**WHAT YOU WILL DO**:
List every line in the records below that contains the word "instance".

+===+

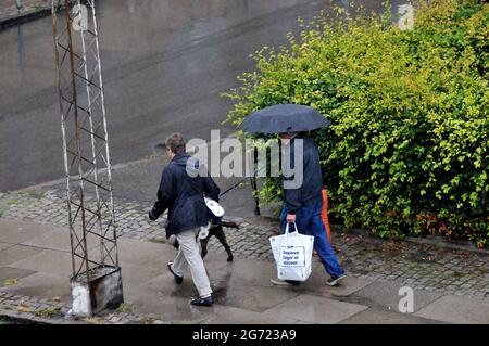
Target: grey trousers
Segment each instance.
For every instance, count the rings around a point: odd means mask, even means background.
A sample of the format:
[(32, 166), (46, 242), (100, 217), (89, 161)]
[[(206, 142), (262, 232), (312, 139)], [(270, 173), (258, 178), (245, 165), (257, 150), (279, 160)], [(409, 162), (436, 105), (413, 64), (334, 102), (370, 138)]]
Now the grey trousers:
[(206, 296), (212, 293), (208, 272), (200, 256), (200, 242), (197, 239), (199, 228), (184, 231), (176, 234), (179, 243), (178, 253), (173, 261), (172, 270), (183, 277), (185, 269), (190, 267), (193, 284), (200, 296)]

+===+

**FINISHED TASK**:
Segment each instance.
For every instance, count the rings around a point: odd means mask, even means background.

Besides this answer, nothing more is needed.